▶ [Aim of the task]: Swap "Please provide" for "Please supply" throughout the records, leaving every other line unchanged, and leave out the pictures.

──────── Task material

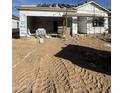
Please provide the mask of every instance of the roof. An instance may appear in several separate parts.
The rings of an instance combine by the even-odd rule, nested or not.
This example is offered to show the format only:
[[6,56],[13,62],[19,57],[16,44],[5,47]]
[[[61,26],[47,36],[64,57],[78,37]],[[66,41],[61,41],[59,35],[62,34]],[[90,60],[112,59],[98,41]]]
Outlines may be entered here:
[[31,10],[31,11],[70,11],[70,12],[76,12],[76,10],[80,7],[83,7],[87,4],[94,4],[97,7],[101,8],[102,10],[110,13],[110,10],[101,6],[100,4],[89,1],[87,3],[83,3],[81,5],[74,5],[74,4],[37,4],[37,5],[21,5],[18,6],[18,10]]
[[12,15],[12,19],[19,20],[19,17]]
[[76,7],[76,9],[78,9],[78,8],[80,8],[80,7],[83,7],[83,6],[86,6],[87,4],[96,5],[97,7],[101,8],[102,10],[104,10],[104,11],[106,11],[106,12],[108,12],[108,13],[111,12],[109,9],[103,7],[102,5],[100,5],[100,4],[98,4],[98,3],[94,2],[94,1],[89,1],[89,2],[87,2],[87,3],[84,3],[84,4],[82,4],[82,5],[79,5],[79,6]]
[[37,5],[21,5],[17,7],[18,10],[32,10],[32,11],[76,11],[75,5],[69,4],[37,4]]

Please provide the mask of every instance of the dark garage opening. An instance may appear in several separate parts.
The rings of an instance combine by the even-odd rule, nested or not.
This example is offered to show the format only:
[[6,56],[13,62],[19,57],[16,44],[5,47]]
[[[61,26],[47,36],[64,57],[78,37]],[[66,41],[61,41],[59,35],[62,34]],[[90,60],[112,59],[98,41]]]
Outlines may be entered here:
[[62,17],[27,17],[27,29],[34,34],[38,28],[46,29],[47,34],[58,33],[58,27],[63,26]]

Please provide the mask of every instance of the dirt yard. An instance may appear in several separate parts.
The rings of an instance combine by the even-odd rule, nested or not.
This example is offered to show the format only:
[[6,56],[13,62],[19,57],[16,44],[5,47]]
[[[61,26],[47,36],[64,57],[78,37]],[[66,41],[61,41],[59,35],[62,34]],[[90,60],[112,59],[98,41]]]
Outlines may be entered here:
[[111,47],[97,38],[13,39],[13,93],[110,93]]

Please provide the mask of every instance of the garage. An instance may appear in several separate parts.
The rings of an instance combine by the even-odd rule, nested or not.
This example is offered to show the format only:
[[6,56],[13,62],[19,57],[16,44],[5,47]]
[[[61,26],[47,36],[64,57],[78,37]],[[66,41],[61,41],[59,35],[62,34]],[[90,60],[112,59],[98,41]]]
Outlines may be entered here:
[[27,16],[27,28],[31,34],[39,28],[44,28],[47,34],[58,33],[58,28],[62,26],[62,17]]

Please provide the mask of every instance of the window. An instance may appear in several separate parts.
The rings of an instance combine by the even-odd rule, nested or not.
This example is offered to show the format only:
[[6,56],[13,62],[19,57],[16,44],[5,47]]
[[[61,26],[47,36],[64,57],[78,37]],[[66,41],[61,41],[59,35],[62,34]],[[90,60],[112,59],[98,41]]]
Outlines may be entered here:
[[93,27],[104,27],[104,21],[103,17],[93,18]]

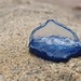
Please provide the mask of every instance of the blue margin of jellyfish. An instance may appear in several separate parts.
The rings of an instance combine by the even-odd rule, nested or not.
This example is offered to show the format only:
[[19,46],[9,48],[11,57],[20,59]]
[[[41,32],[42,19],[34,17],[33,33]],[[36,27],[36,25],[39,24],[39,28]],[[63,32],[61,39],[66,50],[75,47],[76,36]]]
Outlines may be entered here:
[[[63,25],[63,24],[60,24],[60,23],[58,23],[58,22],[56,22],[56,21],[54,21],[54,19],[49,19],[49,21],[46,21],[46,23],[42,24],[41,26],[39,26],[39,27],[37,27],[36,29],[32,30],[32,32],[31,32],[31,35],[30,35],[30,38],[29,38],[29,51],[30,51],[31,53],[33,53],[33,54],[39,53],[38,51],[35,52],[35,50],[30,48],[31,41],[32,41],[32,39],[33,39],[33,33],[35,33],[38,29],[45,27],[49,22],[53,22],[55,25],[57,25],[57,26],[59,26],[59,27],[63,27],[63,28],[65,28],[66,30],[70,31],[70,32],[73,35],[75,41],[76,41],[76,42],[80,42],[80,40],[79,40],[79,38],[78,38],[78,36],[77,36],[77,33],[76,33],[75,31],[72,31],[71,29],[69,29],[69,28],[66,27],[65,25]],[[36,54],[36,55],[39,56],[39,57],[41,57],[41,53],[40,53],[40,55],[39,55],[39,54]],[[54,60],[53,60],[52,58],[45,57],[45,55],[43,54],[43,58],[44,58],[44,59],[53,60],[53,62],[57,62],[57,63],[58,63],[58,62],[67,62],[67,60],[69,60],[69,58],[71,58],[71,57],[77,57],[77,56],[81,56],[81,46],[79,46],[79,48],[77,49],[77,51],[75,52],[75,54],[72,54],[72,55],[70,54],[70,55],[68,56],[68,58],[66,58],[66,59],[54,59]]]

────────────────

▶ [Exercise answer]:
Please supply the mask of every instance of the roof. An instance may appear in several separate parts.
The rings of an instance combine by the even-odd rule, nested or not.
This example is offered to show the format only:
[[6,56],[13,62],[19,57],[16,44],[5,47]]
[[[61,26],[47,36],[64,57],[78,37]],[[66,41],[61,41],[59,35],[62,34]],[[90,60],[112,59],[98,41]]]
Outlines may be entered here:
[[31,10],[31,11],[70,11],[70,12],[76,12],[76,10],[80,7],[83,7],[87,4],[94,4],[97,7],[101,8],[102,10],[110,13],[110,10],[101,6],[100,4],[89,1],[87,3],[83,3],[81,5],[74,5],[74,4],[37,4],[37,5],[21,5],[18,6],[18,10]]
[[12,15],[12,19],[19,20],[19,17]]
[[76,7],[76,9],[78,9],[78,8],[80,8],[80,7],[83,7],[83,6],[86,6],[87,4],[96,5],[97,7],[101,8],[102,10],[104,10],[104,11],[106,11],[106,12],[108,12],[108,13],[111,12],[109,9],[103,7],[102,5],[100,5],[100,4],[98,4],[98,3],[94,2],[94,1],[89,1],[89,2],[87,2],[87,3],[84,3],[84,4],[82,4],[82,5],[79,5],[79,6]]
[[37,5],[21,5],[17,7],[18,10],[32,10],[32,11],[76,11],[75,5],[69,4],[37,4]]

Please supply the mask of every instance of the dark garage opening. An instance may appear in several separate parts.
The rings of an instance combine by the even-odd rule, nested or not.
This example is offered to show the format only:
[[6,56],[13,62],[19,57],[16,44],[5,47]]
[[[61,26],[47,36],[64,57],[78,37]],[[66,41],[61,41],[59,35],[62,34]],[[90,60],[112,59],[98,41]]]
Outlines may be entered here:
[[62,17],[27,17],[27,29],[34,34],[38,28],[46,29],[47,34],[58,33],[58,27],[63,26]]

Please supply the mask of every instance of the dirt yard. An instance may appear in several separate parts.
The rings of an instance combine by the even-odd rule, nested or not.
This example is offered to show the format only:
[[6,56],[13,62],[19,57],[16,44],[5,47]]
[[[61,26],[47,36],[64,57],[78,37]],[[66,41],[61,41],[59,35],[62,34]],[[90,60],[112,59],[98,41]]]
Outlines may be entered here:
[[111,47],[97,38],[13,39],[13,93],[110,93]]

Please supply the mask of every instance of the garage. An instance may appear in several separate parts.
The rings of an instance combine by the even-odd rule, nested or not.
This example is offered to show the format only:
[[6,56],[13,62],[19,57],[16,44],[5,47]]
[[[61,26],[47,36],[64,57],[78,37]],[[66,41],[61,41],[59,35],[62,34]],[[90,60],[112,59],[98,41]]]
Outlines may be entered here:
[[27,16],[27,28],[31,34],[39,28],[44,28],[47,34],[58,33],[58,28],[62,26],[62,17]]

Please supply the mask of every instance of the window. An instance may appear in several separate parts.
The rings of an instance combine by the even-odd rule, nested or not.
This example is offered to show the format only:
[[6,56],[13,62],[19,57],[16,44],[5,47]]
[[[61,26],[47,36],[64,57],[78,37]],[[66,41],[61,41],[59,35],[62,34]],[[90,60],[112,59],[98,41]]]
Outlines may be entered here:
[[93,27],[104,27],[104,21],[103,17],[93,18]]

Please supply the mask of every instance of the blue margin of jellyfish. An instance may appear in several separate parts.
The rings of an instance combine by the even-odd rule, nested or not.
This example is offered to show the format only:
[[19,46],[9,48],[11,57],[20,59]]
[[[41,32],[42,19],[34,17],[33,33]],[[36,27],[36,25],[39,24],[39,28]],[[63,32],[61,39],[66,50],[75,47],[76,36]]]
Outlines may be entered here:
[[[63,25],[63,24],[60,24],[60,23],[58,23],[58,22],[56,22],[56,21],[54,21],[54,19],[49,19],[49,21],[46,21],[46,23],[42,24],[41,26],[39,26],[39,27],[37,27],[36,29],[32,30],[32,32],[31,32],[31,35],[30,35],[30,38],[29,38],[29,51],[30,51],[31,53],[33,53],[33,54],[39,53],[38,51],[35,52],[35,50],[30,48],[31,41],[32,41],[32,39],[33,39],[33,33],[35,33],[38,29],[45,27],[49,22],[53,22],[55,25],[57,25],[57,26],[59,26],[59,27],[63,27],[63,28],[65,28],[66,30],[70,31],[70,32],[73,35],[75,41],[76,41],[76,42],[80,42],[80,40],[79,40],[79,38],[78,38],[78,36],[77,36],[77,33],[76,33],[75,31],[72,31],[71,29],[69,29],[69,28],[66,27],[65,25]],[[36,54],[36,55],[39,56],[39,57],[41,57],[41,53],[40,53],[40,55],[39,55],[39,54]],[[54,60],[53,60],[52,58],[45,57],[45,55],[43,54],[43,58],[44,58],[44,59],[53,60],[53,62],[57,62],[57,63],[58,63],[58,62],[67,62],[67,60],[69,60],[69,58],[71,58],[71,57],[77,57],[77,56],[81,56],[81,46],[79,46],[79,48],[77,49],[77,51],[75,52],[75,54],[72,54],[72,55],[70,54],[70,55],[68,56],[68,58],[66,58],[66,59],[54,59]]]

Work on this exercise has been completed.